Avant l’officialisation du départ du grand homme vers une destinée bruxelloise - que "La Libre" fut la première à annoncer dès l’été dernier -, les gros bras libéraux liégeois l’imaginaient demeurant en Cité ardente jusqu’aux élections communales. Ce scénario a volé en éclat, tout simplement parce qu’il n’était pas crédible. On ne peut pas d’une main briguer le maïorat d’une ville et de l’autre remplir ses cartons de déménagement. Electoralement, l’émigration du nouveau chef de notre diplomatie risque donc de coûter cher aux bleus. Où retrouver les 17.250 voix que rapportait Reynders en 2006, loin devant les 3992 voix de Christine Defraigne, deuxième score de la liste ? En outre, comme l’a relevé d’emblée et avec joie un Michel Firket, c’en est fini de la bipolarisation qui avait caractérisé le précédent scrutin, ramené au combat des deux chefs, Willy Demeyer et son pire ennemi (souvenez-vous des affiches "Didier Reynders, votre bourgmestre") . Une bipolarisation qui avait été favorable tant au PS (+ 3,14 %) qu’au MR (+ 4,80 %), alors que le CDH (- 5,15 %) et Ecolo (- 3,20 %) en avaient fait les frais.

▶ **CONSIGNE**
Recopiez intégralement le texte sur le départ de Reynders et les communales liégeoises, sans rien y modifier. Les données qui suivent n'ont aucun lien avec le texte.

▶ **DONNÉES SOURCES**
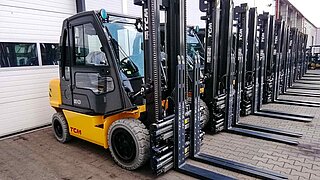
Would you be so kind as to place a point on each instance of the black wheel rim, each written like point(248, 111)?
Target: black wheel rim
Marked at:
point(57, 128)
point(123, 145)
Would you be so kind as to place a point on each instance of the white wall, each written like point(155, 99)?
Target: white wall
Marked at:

---

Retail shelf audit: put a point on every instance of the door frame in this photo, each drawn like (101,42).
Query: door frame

--

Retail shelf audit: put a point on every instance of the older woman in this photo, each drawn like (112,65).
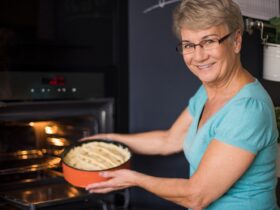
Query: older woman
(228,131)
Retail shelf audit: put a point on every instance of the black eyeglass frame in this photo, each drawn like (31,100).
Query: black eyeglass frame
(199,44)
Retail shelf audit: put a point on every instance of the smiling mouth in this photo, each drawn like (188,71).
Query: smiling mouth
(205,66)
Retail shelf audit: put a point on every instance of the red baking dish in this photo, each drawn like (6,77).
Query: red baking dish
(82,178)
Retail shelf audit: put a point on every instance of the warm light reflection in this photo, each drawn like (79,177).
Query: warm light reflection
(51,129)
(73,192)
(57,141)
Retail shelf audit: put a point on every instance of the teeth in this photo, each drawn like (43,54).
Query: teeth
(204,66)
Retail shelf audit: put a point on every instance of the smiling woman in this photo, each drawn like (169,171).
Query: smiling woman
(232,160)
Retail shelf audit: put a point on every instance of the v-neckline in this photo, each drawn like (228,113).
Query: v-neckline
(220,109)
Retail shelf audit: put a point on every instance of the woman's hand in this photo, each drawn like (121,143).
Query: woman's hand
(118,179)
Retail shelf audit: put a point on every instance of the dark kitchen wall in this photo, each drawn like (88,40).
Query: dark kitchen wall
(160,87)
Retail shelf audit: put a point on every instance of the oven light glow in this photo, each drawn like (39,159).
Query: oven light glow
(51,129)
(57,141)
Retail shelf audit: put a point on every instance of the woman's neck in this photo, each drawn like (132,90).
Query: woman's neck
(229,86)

▶ **CORRIGÉ**
Avant l’officialisation du départ du grand homme vers une destinée bruxelloise - que "La Libre" fut la première à annoncer dès l’été dernier -, les gros bras libéraux liégeois l’imaginaient demeurant en Cité ardente jusqu’aux élections communales. Ce scénario a volé en éclat, tout simplement parce qu’il n’était pas crédible. On ne peut pas d’une main briguer le maïorat d’une ville et de l’autre remplir ses cartons de déménagement. Electoralement, l’émigration du nouveau chef de notre diplomatie risque donc de coûter cher aux bleus. Où retrouver les 17.250 voix que rapportait Reynders en 2006, loin devant les 3992 voix de Christine Defraigne, deuxième score de la liste ? En outre, comme l’a relevé d’emblée et avec joie un Michel Firket, c’en est fini de la bipolarisation qui avait caractérisé le précédent scrutin, ramené au combat des deux chefs, Willy Demeyer et son pire ennemi (souvenez-vous des affiches "Didier Reynders, votre bourgmestre") . Une bipolarisation qui avait été favorable tant au PS (+ 3,14 %) qu’au MR (+ 4,80 %), alors que le CDH (- 5,15 %) et Ecolo (- 3,20 %) en avaient fait les frais.